_PETUNJUK LATIHAN_: Tuliskan kembali secara persis bagian dari bacaan tentang iman dan kehendak, mulai dari "Qodariyah mengatakan hamba" dan berakhir pada "berkurang dengan kema'siatan.".

_TEKS BACAAN_:
Qodariyah mengatakan hamba itu memiliki kemauan yang berdiri sendiri dan dialah 
yang menciptkan pekerjaannya. Kemauan dan kehendaknya terlepas dari kemauan dan 
kehendak Allah. Allah membantah kedua pendapat di atas dengan firman-Nya,
   
  ” Dan kamu tidak bisa berkemauan seperti itu kecuali apabila Allah 
menghendakinya".[43] 
   
  Prinsip Kedua, iman itu perkataan, perbuatan dan keyakinan yang bisa 
bertambah dengan keta'atan dan berkurang dengan kema'siatan. 
   
  Iman bukan hanya perkataan dan perbuatan tanpa keyakinan sebab itu merupakan 
keimanan kaum munafiq. Bukan pula sekedar ma'rifah (mengetahui) dan meyakini 
tanpa ikrar dan amal sebab itu merupakan keimanan orang-orang kafir yang 
menolak kebenaran. Allah berfirman,
   
  Dan mereka mengingkarinya karena kedzoliman dan kesombongan (mereka), padahal 
hati-hati mereka meyakini kebenarannya, maka lihatlah kesudahan orang-orang 
yang berbuat kerusakan itu"[44].

_Cuplikan data penunjukan_:
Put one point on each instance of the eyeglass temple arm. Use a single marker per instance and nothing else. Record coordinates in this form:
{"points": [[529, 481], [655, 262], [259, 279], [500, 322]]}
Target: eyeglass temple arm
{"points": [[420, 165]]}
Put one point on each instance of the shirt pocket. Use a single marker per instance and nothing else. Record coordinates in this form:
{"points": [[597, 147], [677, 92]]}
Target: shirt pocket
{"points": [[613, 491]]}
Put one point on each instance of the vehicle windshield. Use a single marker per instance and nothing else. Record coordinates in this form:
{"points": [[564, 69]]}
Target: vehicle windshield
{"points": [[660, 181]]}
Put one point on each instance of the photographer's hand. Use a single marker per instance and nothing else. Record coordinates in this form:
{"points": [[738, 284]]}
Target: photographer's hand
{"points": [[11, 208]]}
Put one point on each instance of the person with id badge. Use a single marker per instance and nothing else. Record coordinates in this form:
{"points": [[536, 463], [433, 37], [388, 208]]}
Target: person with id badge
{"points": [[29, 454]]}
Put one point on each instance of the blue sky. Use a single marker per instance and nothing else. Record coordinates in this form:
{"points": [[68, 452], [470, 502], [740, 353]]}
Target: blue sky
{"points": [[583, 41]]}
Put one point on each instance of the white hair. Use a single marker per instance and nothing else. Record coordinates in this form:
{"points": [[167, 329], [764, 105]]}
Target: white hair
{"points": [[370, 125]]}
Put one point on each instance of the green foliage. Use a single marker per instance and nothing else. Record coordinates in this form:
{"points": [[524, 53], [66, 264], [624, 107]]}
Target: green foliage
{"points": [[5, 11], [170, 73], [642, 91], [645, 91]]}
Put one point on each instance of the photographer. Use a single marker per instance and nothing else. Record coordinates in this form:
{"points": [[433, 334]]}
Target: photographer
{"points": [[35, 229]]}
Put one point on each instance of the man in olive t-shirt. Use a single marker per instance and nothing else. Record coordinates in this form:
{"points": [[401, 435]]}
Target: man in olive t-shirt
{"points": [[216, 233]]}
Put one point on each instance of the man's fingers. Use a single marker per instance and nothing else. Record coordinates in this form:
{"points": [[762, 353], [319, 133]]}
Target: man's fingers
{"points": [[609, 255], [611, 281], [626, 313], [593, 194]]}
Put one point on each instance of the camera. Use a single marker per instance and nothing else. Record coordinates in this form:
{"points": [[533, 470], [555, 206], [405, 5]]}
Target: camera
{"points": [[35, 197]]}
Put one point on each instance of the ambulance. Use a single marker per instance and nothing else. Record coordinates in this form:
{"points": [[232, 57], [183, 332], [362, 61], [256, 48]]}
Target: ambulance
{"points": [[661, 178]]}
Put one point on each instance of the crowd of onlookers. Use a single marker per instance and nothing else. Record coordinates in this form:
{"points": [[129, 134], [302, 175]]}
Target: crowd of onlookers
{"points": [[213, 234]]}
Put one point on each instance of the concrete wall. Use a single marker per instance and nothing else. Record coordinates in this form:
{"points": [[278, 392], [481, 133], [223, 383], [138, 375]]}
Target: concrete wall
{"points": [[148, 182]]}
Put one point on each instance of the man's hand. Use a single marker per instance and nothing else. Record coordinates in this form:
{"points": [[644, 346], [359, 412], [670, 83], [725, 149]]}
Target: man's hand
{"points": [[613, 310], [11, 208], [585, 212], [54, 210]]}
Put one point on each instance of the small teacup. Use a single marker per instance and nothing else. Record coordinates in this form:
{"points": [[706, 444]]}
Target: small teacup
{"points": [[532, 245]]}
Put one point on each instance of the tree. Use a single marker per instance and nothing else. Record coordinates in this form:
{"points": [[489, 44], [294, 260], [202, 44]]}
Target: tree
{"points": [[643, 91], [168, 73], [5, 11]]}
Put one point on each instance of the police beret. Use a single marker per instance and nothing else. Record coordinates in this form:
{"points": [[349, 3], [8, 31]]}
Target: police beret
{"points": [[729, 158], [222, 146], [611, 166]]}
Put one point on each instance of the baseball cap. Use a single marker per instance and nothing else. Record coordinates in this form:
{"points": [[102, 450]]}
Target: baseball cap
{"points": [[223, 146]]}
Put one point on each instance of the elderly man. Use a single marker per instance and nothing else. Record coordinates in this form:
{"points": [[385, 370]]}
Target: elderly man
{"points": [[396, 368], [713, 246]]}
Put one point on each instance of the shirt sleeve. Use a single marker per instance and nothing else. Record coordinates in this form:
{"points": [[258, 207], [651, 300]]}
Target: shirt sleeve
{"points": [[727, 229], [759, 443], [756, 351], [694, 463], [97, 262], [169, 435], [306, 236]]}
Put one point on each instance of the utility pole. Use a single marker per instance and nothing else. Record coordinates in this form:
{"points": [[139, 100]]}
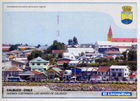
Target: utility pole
{"points": [[58, 34]]}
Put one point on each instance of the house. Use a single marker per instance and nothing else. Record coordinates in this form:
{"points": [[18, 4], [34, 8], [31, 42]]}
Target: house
{"points": [[119, 72], [85, 59], [42, 48], [133, 76], [102, 46], [73, 63], [5, 48], [33, 76], [88, 71], [77, 73], [16, 52], [10, 71], [23, 47], [26, 54], [106, 53], [112, 56], [71, 56], [102, 73], [61, 61], [56, 52], [110, 38], [79, 50], [39, 64], [53, 72], [5, 57], [67, 74], [123, 46], [85, 45], [19, 62]]}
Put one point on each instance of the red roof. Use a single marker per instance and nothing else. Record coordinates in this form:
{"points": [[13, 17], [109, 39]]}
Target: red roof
{"points": [[124, 39], [110, 31], [103, 69], [35, 72], [4, 45], [58, 51]]}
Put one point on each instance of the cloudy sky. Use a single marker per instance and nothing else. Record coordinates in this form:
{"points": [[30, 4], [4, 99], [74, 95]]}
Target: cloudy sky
{"points": [[89, 22]]}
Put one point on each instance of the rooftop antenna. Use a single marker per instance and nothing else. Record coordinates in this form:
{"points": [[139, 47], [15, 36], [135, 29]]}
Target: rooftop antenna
{"points": [[58, 28]]}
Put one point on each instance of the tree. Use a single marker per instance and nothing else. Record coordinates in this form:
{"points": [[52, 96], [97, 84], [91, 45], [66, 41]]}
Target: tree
{"points": [[34, 54], [73, 42], [13, 47], [56, 46], [60, 54], [124, 55], [65, 65], [69, 42]]}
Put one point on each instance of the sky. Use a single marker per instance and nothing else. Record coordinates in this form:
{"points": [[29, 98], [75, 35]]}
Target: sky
{"points": [[87, 22]]}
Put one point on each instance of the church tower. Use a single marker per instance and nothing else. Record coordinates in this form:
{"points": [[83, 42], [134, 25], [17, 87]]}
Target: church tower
{"points": [[110, 35]]}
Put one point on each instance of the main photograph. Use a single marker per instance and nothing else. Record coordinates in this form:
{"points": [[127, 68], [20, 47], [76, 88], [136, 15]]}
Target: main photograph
{"points": [[69, 50]]}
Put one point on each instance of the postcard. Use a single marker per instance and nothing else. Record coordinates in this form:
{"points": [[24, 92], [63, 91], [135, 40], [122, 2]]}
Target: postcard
{"points": [[69, 50]]}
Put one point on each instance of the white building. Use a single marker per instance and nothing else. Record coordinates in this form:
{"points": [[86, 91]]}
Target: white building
{"points": [[79, 50], [119, 72], [69, 56], [102, 46]]}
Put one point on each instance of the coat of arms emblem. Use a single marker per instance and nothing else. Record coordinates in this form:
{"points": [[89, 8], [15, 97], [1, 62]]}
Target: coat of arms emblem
{"points": [[126, 15]]}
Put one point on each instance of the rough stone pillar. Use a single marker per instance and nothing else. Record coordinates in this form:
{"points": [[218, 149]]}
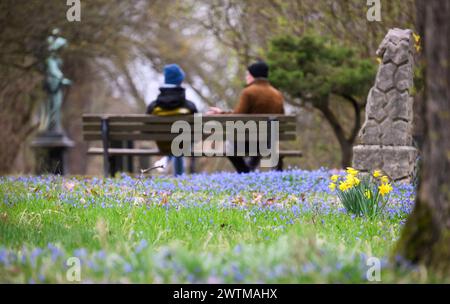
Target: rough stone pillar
{"points": [[386, 139]]}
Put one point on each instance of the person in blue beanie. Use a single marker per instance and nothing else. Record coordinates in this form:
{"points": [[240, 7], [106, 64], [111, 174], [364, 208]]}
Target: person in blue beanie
{"points": [[170, 102]]}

_HASIL_:
Qodariyah mengatakan hamba itu memiliki kemauan yang berdiri sendiri dan dialah 
yang menciptkan pekerjaannya. Kemauan dan kehendaknya terlepas dari kemauan dan 
kehendak Allah. Allah membantah kedua pendapat di atas dengan firman-Nya,
   
  ” Dan kamu tidak bisa berkemauan seperti itu kecuali apabila Allah 
menghendakinya".[43] 
   
  Prinsip Kedua, iman itu perkataan, perbuatan dan keyakinan yang bisa 
bertambah dengan keta'atan dan berkurang dengan kema'siatan.